= Your goal =
What you return should be the line containing "Annotation guideline: for each instance of the asphalt" and each line after it to the end of the records, copied exactly.

----

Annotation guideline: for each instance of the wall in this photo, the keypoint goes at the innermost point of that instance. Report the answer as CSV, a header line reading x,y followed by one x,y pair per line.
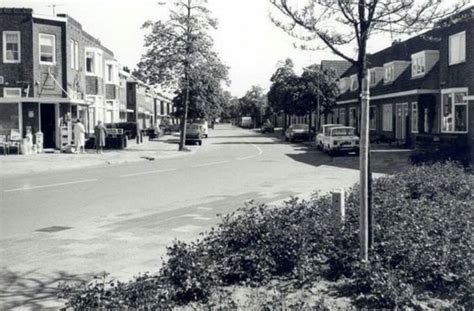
x,y
18,20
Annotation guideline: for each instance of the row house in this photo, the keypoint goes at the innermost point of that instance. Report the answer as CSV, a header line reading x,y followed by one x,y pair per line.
x,y
421,87
53,72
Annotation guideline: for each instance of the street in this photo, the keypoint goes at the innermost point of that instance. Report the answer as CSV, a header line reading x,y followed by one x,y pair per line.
x,y
77,223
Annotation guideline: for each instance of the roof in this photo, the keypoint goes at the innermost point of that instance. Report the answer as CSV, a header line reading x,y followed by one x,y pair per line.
x,y
339,66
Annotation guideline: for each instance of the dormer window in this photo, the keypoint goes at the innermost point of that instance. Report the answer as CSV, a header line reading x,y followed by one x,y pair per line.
x,y
389,74
354,83
418,64
457,48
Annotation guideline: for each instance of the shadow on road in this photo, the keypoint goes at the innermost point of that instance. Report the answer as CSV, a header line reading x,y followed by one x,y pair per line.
x,y
381,162
26,291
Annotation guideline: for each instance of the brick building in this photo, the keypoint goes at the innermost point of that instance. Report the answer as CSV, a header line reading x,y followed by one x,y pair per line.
x,y
52,72
420,89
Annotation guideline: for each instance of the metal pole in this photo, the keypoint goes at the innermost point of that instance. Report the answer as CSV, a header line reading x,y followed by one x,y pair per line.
x,y
364,171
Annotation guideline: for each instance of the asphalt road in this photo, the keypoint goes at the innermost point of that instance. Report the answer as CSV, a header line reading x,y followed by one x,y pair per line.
x,y
76,223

----

= Answer to the exercise =
Annotation guideline: for each instance of the asphalt road in this photo, the keypoint goes at the innermost point of that instance. Report the answer as CSV, a header line reading x,y followed by one x,y pair per line.
x,y
76,223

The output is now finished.